** start Selected extract **
Search code examples
pythonnamedtuplerepr

Bring namedtuple's __str__ and __repr__ behavior to regular classes


https://mail.python.org/pipermail/python-ideas/2014-September/029310.html

I always thought namedtuple builtin __str__ and __repr__ were very neat and I'm looking for a simple way to apply it to any classes of mine easily.

>>> from collections import namedtuple
>>> A  = namedtuple("A", ["foo"])
>>> print(A(foo=1))
A(foo=1)
>>> str(A(foo=1))
'A(foo=1)'
>>> repr(A(foo=1))
'A(foo=1)'

EDIT:

I initially started with a bunch of lengthy, not dynamic, hardcoded __repr__. I don't like that. namedtuple does it fancy and automatically.

def __repr__(self):
    return 'className(attrA={attrA}, attrB={attrB})'.format(**vars(self)))

Solution

  • A bit hacky but this does it:

    from collections import namedtuple
    
    def nice_repr(obj):
        def nice_repr(self):
            return repr(
                namedtuple(
                    type(self).__name__,
                    vars(self)
                )(**vars(self))
            )
** end Selected extract **
** start Record extracts **
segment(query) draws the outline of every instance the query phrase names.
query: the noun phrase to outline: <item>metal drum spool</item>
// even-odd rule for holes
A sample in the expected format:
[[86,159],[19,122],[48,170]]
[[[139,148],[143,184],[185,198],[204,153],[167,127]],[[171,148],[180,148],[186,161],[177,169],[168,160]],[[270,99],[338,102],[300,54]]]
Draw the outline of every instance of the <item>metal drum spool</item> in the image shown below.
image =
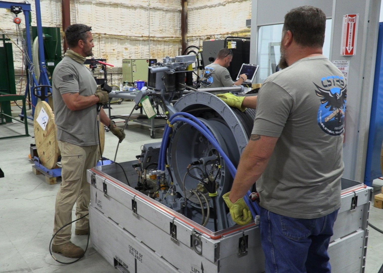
** end Record extracts **
Could you write out the post again, starting at "Search code examples" and ending at "of mine easily.", replacing "neat" with "elegant"? Work from the post alone, not from the data.

Reply:
Search code examples
pythonnamedtuplerepr

Bring namedtuple's __str__ and __repr__ behavior to regular classes


https://mail.python.org/pipermail/python-ideas/2014-September/029310.html

I always thought namedtuple builtin __str__ and __repr__ were very elegant and I'm looking for a simple way to apply it to any classes of mine easily.